[SELECTED EXCERPT]
No OCI stage in v8 Parallel job

rleishman · Post by **rleishman** » Wed Sep 26, 2007 11:53 pm

I'm a former 7.5.1A Server developer. We've just installed an evaluation version of DSv8 for a new project and I'm sussing out the differences.

We can only see the Oracle OCI stage in the palette for Server jobs, and the Oracle Enterprise stage for Parallel jobs.

The doco doesn't say that OCI is server-only, and some of the threads on DSX seem to suggest Parallel users have OCI; but maybe its different in v7 parallel jobs!!!??? Is it true you cannot use the OCI stage in v8 Parallel jobs? Or have I botched the install?

ray.wurlod · Post by **ray.wurlod** » Thu Sep 27, 2007 1:44 am

The Palette is fully customizable; anything you find in the Stage Types branch of the Repository can be emplaced in the Palette. I realize that the Repository category structure is not quite so straightforward, but you can find things in the "everything" pane of the Palette customization too. This should include the Oracle API (OCI) stage type.

vmcburney · Post by **vmcburney** » Thu Sep 27, 2007 6:23 am

In my parallel stage types (under Stage Types and not under shortcuts) I can see Oracle Enterprise and Oracle OCI Load. I can access native oracle connectivity through the Dynamic RDBMS stage. For DB2 I see three stages: enterprise, API and Load.

lstsaur · Post by **lstsaur** » Thu Sep 27, 2007 10:27 am

DS simply wouldn't let you drop Oracle OCI stage on parallel job for either V7 or V8.

rleishman · Post by **rleishman** » Thu Sep 27, 2007 6:29 pm

Ray, we found OCI in the repository tree - under SERVER stages. We cannot drag it into a Parallel Job though. Good tip to know though, thanks.

Vincent, found the OCI Load stage under Parallel Stages (same as yours), but I doubt this will give us anything the Oracle Enterprise stage cannot - probably why it was excluded from the pallette.

@lstsaur - that is exactly my experience. Nice to know it also happened on V7.

Vincent, I found the Dynamic RDBMS Stage and am now curled up in my warm blanket of familiarity. It's (almost) exactly the same as the server OCI stage! Now I just need to work out whether to use it instead of the Enterprise stage. Time for some benchmarking I think.

vmcburney · Post by **vmcburney** » Thu Sep 27, 2007 7:17 pm

IBM benchmarked the DB2 Enterprise stage at 250% faster than the OCI stage for extracts, see DataStage Tip: Extracting database data 250% faster. Would love to see how your benchmark goes with Oracle.

rleishman · Post by **rleishman** » Fri Sep 28, 2007 8:40 pm

It's all starting to come together! Enterprise stage requires SELECT privs on a bunch of data dictionary tables including DBA_EXTENTS. My bet is that - when you use the "Table" SQL Type - it looks up the starting and ending block address of each extent in DBA_EXTENTS, and farms out ROWID RANGE queries to each parallel thread.

I'll try to very this with a SQL Trace. Stay tuned.

rleishman · Post by **rleishman** » Fri Oct 05, 2007 11:07 pm

Here's an interim update on Oracle Enterprise stage. I haven't done a heap of benchmarking, but I have some interesting points:

General

As Vincent pointed out Dynamic RDBMS gives you all of the Oracle OCI stuff you know and love. I've run some tests and it appears to work exactly the same as well.

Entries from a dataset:
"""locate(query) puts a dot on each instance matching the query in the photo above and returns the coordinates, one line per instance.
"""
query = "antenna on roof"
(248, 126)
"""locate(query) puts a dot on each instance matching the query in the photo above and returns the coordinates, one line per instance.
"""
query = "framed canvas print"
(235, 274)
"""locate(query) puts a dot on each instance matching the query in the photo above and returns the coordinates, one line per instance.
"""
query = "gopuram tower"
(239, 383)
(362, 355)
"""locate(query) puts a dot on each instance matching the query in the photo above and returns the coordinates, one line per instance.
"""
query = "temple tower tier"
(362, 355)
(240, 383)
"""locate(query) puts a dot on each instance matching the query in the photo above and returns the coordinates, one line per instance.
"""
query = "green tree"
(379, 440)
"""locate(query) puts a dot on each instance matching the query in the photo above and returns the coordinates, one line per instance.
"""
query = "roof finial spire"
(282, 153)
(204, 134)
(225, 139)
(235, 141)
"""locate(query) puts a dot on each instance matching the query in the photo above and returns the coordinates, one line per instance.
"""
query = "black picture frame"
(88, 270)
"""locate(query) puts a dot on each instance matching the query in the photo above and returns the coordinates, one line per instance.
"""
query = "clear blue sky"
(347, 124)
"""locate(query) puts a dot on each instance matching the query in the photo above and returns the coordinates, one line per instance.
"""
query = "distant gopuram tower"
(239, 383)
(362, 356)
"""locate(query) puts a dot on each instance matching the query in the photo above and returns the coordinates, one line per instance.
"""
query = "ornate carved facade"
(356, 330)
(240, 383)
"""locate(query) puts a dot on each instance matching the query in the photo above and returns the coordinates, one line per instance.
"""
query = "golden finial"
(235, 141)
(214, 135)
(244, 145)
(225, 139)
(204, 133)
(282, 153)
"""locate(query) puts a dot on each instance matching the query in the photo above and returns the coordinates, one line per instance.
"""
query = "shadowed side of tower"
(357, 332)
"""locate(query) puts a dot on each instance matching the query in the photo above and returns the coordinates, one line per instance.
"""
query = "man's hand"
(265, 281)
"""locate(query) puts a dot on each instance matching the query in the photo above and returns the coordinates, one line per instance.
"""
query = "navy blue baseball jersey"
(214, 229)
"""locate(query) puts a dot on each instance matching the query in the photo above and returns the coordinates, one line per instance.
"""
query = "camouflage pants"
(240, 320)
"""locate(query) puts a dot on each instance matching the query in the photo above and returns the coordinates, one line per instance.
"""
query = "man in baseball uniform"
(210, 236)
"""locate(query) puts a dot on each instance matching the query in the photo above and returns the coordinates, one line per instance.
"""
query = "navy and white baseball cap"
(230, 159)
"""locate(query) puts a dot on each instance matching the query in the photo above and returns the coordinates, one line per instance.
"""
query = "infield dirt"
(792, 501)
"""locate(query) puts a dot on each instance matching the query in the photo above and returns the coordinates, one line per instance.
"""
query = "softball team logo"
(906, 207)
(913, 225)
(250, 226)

[TASK LIST]
A) Report every line of the listing above that contains the word "finial".
B) Extend the forum thread above about the Oracle OCI stage in DataStage v8 parallel jobs, starting right after its final sentence.

[RESPONSES TO THE EXERCISE]
A)
query = "roof finial spire"
query = "golden finial"

B)
Dynamic RDBMS and OCI Load are implemented behind-the-scenes using OCI. I suspect Enterprise is the same for upsert, update, and user-defined, but for Load it uses SQL*Loader. Oracle puts a bit more effort into SQL*Loader than OCI, so this makes Enterprise a bit more functional than OCI Load.
Oracle Enterprise does not have Before SQL and Ater SQL. It has an equivalent Open and Close command, but these are only available with some retrieval and load methods. If you experiment (OK, fiddle) with the settings you can LOSE your Before and After SQL.

Parallel

Dynamic RDBMS does NOT support parallel. Parallel inputs are collected and run in a single session. Oracle Enterprise DOES support parallel.
OCI Load (bulk load) is also available in DS Parallel, but also loads serially. Oracle Enterprise performs parallel bulk loads.
Oracle Enterprise has some funky-looking options for sourcing data from Oracle. When you specify a method of Table or Auto-Generated for a partitioned table, you can tell DS to parallelise each partition of the table. If you use user-defined SQL or don't select this option, it runs serially (there might be a run-on-every-node option for MPP systems - I havent looked)

Upserts

Something I wasn't aware of: in OCI and Dynamic RDBMS, the Insert-Else-Update and Update-Else-Insert COMPLETELY IGNORE your Array Size setting. They run with an array-size of 1 no-matter-what. Array Size is even ignored for Update Only - I had wrongly assumed that updates were array-applied - I was wrong! The only time the array-size is used is with Insert-Only.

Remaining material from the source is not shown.